*DOCUMENT TEXT:*
━━━━

I didn’t do much at all. I kept the kitchen tidy and the usual grocery shopping and evening meals, but I didn’t do much else.
For the first two days, I read books and watched movies and had endless cups of tea. By the third day I was bored, and I decided to really clean out my closet. I put all the clothes I didn’t want on the bed and started to sort them into piles. “What will I keep what should I give away..?”
Finally I took a few deep breaths and put them all into bags and drove straight to the charity shop. I felt really glad that I did that. My closet looked organised for a change, and it was easy to find what I wanted. The remaining garments fit me and I like all of them. Job well done.
Then I tried to sort out a linen closet next, but half-way through I got bored and gave up.
“I can do this closet tomorrow” I thought. Or next week. Or the week after that…!!
I thought, “I can do all these things when I want to. There’s no rush.”
It has taken me over two years to figure out this retirement thing.
I can do what I want to and in my own time. No clock watching and no reporting to any one but me.
During my first few weeks of retirement, I was dashing around, meeting people and wandering around the shops. Then I became tired of shopping and meetings, so I slowed down my activities. I became a bit depressed I think … and did nothing …. and, I do mean nothing.

━━━━

[Dataset items]
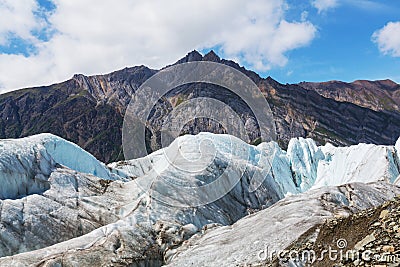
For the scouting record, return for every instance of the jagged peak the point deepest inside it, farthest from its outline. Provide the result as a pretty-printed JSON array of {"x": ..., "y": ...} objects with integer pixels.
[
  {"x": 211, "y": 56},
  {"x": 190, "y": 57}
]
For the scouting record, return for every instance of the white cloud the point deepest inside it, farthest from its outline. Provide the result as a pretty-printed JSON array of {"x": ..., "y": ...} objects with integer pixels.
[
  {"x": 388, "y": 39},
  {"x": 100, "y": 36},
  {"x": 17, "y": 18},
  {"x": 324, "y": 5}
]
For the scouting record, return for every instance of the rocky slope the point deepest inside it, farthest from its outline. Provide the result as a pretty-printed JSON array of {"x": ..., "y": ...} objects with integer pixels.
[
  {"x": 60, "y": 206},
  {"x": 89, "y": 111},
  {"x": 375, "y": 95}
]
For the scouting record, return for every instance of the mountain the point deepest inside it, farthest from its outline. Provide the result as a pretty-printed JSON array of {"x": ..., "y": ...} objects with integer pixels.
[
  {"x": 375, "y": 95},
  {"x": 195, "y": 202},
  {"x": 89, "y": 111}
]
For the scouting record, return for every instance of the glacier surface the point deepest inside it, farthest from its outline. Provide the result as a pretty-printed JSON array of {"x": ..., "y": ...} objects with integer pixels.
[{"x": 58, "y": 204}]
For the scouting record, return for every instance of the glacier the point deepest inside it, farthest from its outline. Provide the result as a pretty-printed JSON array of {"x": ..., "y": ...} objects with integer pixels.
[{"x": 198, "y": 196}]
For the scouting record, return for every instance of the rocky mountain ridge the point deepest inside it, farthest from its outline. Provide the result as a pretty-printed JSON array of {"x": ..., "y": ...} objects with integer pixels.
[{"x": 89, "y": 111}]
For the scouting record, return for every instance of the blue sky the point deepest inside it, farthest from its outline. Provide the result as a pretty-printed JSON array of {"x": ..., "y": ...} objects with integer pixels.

━━━━

*TO BE DONE:*
(a) Please reproduce part of the retirement passage word for word, beginning at the words "Then I tried" and stopping after "do mean nothing.".
(b) According to the retirement passage, how long did it take the writer to figure out retirement?

*RESULTS BY TASK:*
(a)
Then I tried to sort out a linen closet next, but half-way through I got bored and gave up.
“I can do this closet tomorrow” I thought. Or next week. Or the week after that…!!
I thought, “I can do all these things when I want to. There’s no rush.”
It has taken me over two years to figure out this retirement thing.
I can do what I want to and in my own time. No clock watching and no reporting to any one but me.
During my first few weeks of retirement, I was dashing around, meeting people and wandering around the shops. Then I became tired of shopping and meetings, so I slowed down my activities. I became a bit depressed I think … and did nothing …. and, I do mean nothing.

(b) Over two years.